* _PROBLEM TO WORK ON_
Return verbatim the lines of the entries below, starting with the line containing "of the shallow" and going on through the line containing "pixel 415 273". Give only those lines.

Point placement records
= = = = =
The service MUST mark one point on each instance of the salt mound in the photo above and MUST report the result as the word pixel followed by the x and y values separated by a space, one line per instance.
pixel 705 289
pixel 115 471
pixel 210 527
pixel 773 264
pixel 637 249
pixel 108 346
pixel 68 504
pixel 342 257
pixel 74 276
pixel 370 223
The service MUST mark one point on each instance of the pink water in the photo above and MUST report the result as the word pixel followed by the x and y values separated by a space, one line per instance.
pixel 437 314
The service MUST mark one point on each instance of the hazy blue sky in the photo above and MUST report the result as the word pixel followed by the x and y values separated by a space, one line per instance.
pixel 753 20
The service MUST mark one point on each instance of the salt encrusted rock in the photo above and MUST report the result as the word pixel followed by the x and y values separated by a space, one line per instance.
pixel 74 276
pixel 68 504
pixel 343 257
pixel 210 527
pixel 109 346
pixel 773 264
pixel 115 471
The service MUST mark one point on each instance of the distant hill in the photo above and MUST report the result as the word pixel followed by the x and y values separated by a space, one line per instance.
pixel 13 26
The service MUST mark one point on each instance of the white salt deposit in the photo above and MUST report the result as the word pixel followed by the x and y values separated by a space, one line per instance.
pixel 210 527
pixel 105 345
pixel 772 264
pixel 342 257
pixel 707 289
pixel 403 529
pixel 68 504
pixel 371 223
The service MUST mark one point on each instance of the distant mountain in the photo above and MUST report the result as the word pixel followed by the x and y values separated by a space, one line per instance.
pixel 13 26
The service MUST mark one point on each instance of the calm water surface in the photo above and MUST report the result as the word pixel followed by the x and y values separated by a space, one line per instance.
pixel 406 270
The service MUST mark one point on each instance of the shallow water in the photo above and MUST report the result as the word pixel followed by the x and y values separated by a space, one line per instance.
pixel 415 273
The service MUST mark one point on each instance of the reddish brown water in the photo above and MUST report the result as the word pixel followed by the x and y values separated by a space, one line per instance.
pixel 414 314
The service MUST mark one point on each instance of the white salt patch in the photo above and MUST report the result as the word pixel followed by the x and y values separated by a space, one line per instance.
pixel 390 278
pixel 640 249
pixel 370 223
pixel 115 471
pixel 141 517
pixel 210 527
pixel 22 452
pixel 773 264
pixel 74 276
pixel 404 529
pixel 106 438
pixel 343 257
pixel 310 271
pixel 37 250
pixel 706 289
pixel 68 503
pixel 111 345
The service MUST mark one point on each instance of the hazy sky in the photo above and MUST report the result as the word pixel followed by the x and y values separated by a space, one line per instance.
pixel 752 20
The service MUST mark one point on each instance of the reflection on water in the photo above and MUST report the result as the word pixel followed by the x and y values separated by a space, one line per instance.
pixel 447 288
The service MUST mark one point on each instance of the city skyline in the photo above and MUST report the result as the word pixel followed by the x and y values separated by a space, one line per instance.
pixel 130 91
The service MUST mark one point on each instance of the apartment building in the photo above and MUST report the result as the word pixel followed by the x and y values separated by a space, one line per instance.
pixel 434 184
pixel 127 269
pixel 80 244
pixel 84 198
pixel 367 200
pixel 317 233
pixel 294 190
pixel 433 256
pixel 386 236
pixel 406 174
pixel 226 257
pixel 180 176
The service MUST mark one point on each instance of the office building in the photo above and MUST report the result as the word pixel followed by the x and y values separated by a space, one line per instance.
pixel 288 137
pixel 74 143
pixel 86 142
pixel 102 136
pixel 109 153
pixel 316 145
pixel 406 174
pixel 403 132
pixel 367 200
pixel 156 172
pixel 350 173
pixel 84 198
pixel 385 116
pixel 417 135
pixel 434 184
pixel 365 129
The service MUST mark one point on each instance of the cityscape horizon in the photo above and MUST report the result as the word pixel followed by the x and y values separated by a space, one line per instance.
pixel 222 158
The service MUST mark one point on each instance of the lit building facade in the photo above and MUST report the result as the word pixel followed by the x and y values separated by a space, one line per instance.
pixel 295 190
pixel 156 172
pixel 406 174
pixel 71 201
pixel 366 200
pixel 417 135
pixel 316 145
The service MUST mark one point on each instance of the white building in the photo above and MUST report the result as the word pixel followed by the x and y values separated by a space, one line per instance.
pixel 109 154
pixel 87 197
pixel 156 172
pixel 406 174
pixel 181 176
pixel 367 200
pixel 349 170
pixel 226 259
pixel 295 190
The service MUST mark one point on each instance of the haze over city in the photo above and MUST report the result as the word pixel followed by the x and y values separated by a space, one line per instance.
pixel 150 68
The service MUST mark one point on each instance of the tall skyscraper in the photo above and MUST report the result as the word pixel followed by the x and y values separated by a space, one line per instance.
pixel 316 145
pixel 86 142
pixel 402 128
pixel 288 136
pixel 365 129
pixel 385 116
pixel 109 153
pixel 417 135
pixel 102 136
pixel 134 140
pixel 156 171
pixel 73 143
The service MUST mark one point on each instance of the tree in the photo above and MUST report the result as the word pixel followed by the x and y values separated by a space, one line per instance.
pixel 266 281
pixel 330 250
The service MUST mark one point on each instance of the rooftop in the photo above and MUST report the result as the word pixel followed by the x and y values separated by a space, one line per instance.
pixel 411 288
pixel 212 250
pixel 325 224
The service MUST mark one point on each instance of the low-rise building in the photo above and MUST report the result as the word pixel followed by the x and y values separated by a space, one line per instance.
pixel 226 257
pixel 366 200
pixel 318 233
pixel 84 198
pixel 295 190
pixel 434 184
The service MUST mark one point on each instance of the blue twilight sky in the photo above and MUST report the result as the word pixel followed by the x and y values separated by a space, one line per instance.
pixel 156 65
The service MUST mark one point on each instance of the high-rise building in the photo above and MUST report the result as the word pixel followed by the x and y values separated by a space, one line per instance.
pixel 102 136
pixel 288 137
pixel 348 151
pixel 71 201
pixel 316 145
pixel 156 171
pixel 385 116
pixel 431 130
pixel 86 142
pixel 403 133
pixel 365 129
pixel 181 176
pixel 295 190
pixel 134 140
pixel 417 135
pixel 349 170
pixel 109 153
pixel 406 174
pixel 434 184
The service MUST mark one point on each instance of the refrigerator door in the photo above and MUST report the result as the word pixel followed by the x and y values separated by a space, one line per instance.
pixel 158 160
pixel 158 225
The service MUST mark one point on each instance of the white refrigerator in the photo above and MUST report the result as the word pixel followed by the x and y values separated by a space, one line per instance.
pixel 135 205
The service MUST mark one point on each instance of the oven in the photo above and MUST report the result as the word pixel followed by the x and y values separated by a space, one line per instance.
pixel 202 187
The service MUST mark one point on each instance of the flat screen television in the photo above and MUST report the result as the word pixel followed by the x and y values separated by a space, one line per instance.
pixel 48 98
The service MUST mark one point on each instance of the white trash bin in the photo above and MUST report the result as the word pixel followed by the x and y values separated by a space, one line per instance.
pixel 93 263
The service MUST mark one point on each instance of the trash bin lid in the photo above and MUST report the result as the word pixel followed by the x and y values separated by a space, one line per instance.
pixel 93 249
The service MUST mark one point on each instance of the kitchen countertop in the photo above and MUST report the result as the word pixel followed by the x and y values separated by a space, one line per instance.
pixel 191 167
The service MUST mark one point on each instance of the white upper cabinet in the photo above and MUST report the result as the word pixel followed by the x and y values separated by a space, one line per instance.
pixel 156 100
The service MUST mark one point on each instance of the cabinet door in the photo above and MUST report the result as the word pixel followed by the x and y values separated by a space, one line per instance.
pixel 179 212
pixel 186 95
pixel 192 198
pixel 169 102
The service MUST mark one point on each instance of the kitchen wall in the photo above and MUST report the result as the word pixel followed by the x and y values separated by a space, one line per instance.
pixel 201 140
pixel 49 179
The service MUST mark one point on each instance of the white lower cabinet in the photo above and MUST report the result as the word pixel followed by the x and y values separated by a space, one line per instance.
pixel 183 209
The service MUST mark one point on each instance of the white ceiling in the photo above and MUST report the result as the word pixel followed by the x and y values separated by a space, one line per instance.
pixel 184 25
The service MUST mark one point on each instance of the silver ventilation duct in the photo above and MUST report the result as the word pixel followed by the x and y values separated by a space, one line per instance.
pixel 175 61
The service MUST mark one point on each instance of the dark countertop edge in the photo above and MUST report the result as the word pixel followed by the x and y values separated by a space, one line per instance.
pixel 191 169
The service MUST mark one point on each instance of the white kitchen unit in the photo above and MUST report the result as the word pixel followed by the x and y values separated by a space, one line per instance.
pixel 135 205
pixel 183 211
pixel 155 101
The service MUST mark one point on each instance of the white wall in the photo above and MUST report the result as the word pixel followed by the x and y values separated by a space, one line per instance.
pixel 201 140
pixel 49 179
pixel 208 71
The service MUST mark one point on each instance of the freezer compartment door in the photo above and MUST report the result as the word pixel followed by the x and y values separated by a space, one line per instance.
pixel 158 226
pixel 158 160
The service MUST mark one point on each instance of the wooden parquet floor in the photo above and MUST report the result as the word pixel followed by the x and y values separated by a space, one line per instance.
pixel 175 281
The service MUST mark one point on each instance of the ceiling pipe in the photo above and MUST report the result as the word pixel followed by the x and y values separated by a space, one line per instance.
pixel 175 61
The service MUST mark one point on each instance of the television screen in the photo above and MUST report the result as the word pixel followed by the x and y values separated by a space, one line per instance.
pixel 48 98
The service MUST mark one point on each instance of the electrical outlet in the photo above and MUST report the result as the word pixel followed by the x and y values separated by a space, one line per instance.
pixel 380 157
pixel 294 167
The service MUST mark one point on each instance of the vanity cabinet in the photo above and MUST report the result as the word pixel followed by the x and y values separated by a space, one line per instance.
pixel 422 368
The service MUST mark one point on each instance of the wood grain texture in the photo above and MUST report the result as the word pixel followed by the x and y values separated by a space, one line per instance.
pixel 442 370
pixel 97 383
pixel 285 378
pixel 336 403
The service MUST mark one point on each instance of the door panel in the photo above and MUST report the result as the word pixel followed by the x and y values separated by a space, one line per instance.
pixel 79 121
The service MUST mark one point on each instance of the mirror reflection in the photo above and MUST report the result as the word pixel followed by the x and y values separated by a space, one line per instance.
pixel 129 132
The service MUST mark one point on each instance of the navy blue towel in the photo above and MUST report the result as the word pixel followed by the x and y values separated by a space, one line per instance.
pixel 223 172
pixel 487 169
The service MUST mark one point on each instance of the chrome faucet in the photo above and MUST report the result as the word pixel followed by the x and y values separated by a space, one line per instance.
= = = = =
* _OUTPUT BELOW_
The service MUST mark one point on each instance of the shallow water in the photo above and MUST report the result as the word pixel followed by the x and y values separated by a space, one line per instance.
pixel 415 273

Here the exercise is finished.